Goal: Find the line that contains "Target: white bowl with strawberries" and print it and every line after it, exactly, please.

Source records:
━━━━━━━━━━━━━━━━━━━━
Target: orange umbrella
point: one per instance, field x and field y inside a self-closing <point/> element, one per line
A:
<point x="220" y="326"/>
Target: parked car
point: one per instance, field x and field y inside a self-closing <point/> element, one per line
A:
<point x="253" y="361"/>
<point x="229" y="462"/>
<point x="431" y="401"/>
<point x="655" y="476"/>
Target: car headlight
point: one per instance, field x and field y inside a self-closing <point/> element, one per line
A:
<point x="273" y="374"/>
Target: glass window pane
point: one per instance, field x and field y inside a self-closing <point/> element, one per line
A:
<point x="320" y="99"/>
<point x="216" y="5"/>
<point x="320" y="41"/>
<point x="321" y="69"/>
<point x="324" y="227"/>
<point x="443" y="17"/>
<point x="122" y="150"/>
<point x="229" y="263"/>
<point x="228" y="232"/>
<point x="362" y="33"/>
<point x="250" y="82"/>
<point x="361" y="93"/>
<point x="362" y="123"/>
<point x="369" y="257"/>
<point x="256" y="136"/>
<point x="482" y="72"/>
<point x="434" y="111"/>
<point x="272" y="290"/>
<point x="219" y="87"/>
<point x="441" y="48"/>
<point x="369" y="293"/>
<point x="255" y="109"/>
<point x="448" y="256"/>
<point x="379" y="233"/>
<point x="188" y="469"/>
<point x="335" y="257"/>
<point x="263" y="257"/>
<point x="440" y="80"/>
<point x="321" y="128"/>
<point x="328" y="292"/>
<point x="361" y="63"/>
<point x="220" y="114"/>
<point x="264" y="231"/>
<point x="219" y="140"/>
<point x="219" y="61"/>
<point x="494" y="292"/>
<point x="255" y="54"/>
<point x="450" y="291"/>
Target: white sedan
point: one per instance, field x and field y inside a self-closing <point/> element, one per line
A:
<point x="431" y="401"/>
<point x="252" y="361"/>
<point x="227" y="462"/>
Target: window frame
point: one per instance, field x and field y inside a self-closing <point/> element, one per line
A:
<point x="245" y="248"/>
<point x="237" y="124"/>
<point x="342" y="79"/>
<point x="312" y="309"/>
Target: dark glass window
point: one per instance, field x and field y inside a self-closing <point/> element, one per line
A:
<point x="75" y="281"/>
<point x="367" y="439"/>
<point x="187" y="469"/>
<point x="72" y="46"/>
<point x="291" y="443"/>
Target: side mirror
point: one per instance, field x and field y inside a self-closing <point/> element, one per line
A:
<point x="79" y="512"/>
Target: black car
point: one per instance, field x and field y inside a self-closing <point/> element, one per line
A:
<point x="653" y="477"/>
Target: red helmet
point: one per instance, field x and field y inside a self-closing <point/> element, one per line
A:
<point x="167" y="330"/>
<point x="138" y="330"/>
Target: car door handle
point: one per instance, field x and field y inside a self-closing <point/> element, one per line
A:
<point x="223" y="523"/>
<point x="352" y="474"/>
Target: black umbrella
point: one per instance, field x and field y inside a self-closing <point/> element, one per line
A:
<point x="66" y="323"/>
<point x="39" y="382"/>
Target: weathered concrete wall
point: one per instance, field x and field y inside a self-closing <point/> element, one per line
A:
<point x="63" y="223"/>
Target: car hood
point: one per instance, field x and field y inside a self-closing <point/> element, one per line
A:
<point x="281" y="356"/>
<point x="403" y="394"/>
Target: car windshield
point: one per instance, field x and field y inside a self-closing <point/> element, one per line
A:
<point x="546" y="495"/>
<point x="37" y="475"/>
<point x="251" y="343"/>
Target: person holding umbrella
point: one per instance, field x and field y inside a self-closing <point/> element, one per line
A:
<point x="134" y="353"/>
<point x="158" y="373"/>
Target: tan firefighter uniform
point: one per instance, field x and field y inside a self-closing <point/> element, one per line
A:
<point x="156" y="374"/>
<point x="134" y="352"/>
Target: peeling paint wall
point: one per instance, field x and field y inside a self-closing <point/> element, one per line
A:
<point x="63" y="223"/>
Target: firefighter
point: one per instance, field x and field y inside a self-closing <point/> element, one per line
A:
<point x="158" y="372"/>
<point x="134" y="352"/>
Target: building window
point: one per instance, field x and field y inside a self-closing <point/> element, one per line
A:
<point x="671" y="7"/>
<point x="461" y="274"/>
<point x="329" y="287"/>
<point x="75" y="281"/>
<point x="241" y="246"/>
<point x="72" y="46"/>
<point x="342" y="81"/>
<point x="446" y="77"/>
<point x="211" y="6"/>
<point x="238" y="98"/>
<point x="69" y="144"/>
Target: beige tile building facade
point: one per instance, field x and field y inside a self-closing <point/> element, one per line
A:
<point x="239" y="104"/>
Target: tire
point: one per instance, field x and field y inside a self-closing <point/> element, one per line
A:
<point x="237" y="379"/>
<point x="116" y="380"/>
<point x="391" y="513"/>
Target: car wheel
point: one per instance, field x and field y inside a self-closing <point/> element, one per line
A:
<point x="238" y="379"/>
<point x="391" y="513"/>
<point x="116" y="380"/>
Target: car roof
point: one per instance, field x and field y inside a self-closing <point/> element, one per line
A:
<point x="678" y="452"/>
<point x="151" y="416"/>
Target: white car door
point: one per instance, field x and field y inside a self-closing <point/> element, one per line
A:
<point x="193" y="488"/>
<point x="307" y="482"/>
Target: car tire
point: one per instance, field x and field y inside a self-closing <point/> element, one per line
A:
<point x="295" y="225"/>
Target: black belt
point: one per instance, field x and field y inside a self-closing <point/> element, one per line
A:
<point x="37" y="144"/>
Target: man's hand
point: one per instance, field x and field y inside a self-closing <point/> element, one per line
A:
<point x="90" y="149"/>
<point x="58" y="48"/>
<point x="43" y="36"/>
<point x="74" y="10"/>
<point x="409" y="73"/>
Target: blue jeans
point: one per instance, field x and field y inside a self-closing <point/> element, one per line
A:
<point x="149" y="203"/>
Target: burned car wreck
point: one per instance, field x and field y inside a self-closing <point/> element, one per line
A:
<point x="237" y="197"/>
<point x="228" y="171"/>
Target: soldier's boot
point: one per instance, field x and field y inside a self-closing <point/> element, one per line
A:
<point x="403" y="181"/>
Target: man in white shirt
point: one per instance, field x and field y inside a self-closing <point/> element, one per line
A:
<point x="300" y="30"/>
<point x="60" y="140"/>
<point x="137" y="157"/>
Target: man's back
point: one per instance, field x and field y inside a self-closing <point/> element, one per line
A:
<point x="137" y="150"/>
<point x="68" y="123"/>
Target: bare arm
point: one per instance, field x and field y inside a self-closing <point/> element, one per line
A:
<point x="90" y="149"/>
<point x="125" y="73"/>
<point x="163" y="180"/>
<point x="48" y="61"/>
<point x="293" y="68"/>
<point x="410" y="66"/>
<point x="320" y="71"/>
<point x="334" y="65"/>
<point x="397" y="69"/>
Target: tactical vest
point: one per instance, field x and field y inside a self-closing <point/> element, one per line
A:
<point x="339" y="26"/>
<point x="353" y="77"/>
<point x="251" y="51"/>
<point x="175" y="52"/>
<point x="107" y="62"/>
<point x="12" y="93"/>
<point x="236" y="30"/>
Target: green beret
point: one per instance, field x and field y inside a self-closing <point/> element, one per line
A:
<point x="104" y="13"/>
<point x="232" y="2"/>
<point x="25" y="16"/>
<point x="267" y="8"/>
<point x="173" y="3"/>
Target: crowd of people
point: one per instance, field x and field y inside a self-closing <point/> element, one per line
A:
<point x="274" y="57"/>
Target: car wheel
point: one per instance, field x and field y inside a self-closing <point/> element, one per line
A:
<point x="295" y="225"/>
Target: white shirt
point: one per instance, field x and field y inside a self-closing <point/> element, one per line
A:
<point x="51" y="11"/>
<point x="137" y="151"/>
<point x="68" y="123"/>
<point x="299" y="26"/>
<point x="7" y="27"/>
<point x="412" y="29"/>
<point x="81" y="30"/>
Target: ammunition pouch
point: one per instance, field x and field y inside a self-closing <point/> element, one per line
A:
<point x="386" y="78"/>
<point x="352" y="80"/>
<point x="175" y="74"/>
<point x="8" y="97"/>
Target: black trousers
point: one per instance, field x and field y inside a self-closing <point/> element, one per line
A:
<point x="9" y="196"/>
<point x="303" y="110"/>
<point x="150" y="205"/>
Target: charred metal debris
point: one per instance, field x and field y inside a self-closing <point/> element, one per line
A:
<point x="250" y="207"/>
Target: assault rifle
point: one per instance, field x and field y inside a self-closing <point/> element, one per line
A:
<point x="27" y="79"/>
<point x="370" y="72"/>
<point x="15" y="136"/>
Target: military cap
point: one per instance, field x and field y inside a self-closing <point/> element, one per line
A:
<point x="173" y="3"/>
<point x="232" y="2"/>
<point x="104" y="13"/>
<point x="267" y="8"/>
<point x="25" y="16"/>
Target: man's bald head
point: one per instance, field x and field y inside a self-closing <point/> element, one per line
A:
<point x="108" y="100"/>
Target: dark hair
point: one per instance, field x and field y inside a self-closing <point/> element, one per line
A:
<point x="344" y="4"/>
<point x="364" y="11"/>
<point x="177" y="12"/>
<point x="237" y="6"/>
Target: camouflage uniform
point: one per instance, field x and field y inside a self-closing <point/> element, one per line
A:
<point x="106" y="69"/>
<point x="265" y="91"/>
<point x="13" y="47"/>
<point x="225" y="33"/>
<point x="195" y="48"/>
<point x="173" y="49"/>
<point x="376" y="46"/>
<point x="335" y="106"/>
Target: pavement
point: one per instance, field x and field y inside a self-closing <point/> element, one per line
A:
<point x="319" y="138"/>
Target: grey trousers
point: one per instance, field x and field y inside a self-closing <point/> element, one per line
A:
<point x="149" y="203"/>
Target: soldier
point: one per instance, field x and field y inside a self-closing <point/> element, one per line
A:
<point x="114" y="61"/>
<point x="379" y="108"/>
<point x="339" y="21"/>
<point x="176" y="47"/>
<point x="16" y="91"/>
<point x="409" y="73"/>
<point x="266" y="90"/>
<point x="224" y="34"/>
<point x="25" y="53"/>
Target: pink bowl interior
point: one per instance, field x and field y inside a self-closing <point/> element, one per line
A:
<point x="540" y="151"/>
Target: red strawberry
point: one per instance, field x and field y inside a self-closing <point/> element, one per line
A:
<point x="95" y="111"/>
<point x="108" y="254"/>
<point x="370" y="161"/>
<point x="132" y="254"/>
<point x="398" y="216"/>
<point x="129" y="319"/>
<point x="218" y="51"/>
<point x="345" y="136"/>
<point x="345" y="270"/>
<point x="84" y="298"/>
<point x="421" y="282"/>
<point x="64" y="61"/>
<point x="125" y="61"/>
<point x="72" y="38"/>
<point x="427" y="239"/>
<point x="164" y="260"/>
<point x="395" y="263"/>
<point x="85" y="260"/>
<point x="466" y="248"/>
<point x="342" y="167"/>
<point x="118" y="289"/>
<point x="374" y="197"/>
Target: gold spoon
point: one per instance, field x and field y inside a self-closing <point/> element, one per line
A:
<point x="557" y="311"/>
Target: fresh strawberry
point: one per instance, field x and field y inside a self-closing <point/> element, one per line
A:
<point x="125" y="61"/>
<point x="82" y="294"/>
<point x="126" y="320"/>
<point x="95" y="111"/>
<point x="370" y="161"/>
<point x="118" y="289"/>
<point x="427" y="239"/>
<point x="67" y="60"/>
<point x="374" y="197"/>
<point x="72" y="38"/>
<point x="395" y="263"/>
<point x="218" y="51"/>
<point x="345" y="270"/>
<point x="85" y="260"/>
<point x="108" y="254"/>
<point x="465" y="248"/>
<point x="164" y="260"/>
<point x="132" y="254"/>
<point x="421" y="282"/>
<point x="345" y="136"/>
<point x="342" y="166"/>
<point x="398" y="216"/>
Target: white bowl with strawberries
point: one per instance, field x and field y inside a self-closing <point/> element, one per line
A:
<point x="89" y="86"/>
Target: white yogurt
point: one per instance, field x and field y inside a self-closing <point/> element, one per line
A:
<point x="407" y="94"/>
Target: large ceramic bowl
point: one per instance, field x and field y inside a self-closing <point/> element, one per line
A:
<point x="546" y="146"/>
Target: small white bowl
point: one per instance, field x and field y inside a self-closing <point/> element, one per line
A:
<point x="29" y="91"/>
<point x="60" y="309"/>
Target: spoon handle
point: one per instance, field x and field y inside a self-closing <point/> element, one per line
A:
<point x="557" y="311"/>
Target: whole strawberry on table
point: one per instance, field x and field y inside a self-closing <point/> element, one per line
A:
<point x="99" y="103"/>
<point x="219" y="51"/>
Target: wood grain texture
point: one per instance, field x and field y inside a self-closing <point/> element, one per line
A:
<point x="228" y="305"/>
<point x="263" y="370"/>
━━━━━━━━━━━━━━━━━━━━
Exercise answer:
Target: white bowl with strawberries
point: one per instance, field x and field y inside a self-closing <point/> element, one per line
A:
<point x="89" y="86"/>
Target: white yogurt
point: one per instance, field x and field y inside a self-closing <point/> element, one per line
A:
<point x="407" y="94"/>
Target: large ceramic bowl
point: one per instance, field x and field y inside a self-closing <point/> element, one per line
A:
<point x="546" y="146"/>
Target: small white bowl
point: one per instance, field x and field y inside a self-closing <point/> element, one per line
A:
<point x="29" y="91"/>
<point x="60" y="309"/>
Target: spoon handle
point: one per instance, field x and field y inside a self-closing <point/> element, one per line
A:
<point x="557" y="311"/>
Target: whole strawberry on table
point: one per instance, field x and field y inside a self-closing <point/> element, one per line
A:
<point x="99" y="103"/>
<point x="219" y="51"/>
Target: wood grain texture
point: one per instance, field x and field y inside a self-closing <point/> element, one per line
A:
<point x="228" y="305"/>
<point x="263" y="370"/>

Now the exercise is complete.